## About this task:
Write only how many lines of the listing below include the string "plain".
-*-*-
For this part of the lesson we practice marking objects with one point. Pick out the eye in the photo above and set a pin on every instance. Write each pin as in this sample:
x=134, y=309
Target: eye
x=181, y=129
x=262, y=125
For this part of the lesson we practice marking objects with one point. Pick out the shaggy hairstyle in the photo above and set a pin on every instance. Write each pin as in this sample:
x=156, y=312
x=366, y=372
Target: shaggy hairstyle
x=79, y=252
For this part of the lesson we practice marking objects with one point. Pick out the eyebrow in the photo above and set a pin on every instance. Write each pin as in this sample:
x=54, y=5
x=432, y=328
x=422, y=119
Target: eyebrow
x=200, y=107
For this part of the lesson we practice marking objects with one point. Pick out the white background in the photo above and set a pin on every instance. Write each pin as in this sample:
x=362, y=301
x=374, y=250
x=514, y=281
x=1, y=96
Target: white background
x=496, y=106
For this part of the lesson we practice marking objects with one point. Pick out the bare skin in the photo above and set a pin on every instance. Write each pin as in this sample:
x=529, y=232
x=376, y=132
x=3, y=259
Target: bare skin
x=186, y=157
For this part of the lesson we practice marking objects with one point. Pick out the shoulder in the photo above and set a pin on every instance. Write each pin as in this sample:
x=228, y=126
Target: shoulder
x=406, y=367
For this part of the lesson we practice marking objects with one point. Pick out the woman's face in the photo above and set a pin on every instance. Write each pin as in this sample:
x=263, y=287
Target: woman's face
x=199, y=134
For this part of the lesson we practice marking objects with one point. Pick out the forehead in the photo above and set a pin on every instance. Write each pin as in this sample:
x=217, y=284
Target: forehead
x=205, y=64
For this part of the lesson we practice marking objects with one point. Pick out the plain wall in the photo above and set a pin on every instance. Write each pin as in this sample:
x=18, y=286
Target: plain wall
-*-*-
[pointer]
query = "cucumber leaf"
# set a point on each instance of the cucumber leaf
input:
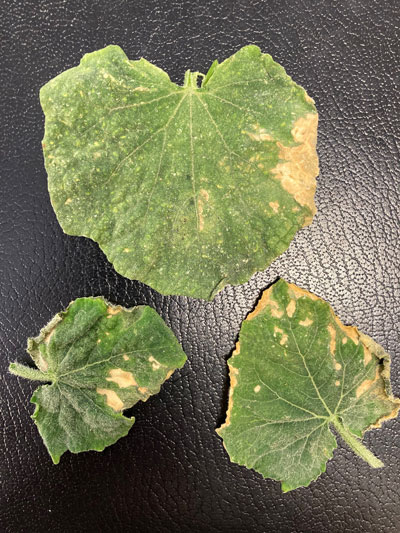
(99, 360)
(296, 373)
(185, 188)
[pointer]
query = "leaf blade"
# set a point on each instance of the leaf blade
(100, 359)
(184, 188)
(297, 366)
-*-*-
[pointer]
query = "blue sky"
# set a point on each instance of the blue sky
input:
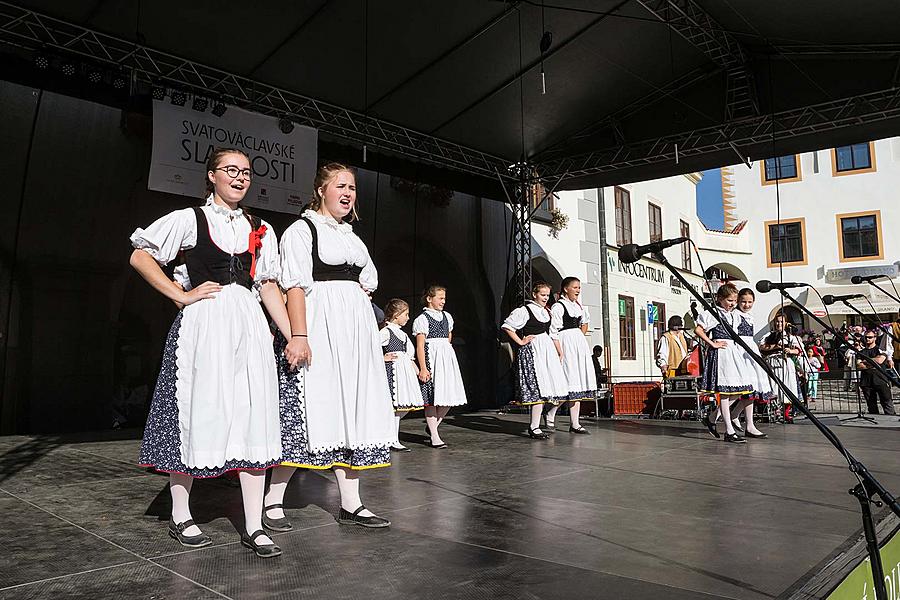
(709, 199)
-*-*-
## Solution below:
2